>> Begin Supplied entries
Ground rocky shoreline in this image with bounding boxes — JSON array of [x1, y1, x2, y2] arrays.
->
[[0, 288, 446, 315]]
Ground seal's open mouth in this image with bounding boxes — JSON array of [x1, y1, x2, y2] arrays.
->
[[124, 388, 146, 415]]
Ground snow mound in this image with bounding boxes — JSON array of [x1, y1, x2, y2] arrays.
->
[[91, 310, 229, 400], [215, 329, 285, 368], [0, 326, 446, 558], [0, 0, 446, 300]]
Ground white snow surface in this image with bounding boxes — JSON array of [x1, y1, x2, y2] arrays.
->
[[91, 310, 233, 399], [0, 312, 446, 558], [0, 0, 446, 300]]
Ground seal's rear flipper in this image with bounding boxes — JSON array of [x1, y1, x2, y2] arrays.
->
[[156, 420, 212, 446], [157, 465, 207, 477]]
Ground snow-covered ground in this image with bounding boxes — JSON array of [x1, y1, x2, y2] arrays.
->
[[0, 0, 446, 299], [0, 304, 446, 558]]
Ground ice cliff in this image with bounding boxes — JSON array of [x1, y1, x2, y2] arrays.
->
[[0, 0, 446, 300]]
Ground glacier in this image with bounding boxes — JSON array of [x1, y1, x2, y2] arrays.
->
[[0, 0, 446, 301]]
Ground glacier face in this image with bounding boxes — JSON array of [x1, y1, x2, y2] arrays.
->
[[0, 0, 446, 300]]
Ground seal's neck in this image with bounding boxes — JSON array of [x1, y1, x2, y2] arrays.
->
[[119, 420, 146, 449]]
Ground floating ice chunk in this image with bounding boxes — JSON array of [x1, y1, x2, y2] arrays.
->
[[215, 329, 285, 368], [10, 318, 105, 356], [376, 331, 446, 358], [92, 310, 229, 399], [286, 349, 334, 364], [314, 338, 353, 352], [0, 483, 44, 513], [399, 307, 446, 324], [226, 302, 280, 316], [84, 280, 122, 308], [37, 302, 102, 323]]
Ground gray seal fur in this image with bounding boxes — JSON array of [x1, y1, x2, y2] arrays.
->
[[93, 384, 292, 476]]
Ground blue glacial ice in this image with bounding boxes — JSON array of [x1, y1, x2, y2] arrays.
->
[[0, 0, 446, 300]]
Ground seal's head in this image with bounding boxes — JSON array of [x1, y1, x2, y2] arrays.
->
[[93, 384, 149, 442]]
>> End Supplied entries
# [Exercise requirements]
Return the lines unchanged, starting at the line that contains "Ground ice cliff" and ending at the line that contains "302, 102, 323]]", with both of those lines included.

# [The reply]
Ground ice cliff in this image with bounding boxes — JSON array of [x1, y1, x2, y2] arrays.
->
[[0, 0, 446, 300]]
Ground glacier in this image with bounding boxes — JSON array of [x1, y1, x2, y2] arrays.
->
[[0, 0, 446, 301]]
Ground glacier face in this image with bounding boxes — JSON array of [x1, y1, x2, y2] arrays.
->
[[0, 0, 446, 300]]
Ground seal's neck in this image with bounding boxes — JSON array of [x1, y1, x2, y2] arrays.
->
[[119, 420, 146, 449]]
Ground floating ice chunk in this image with bounding boxes — JSON array of [x1, y1, x2, y2] arrays.
->
[[215, 329, 285, 368], [10, 318, 105, 356], [376, 331, 446, 358], [92, 310, 229, 399], [286, 349, 334, 364], [314, 338, 353, 352], [0, 483, 44, 513], [399, 307, 446, 324], [226, 302, 280, 316], [84, 280, 122, 308], [37, 302, 102, 323]]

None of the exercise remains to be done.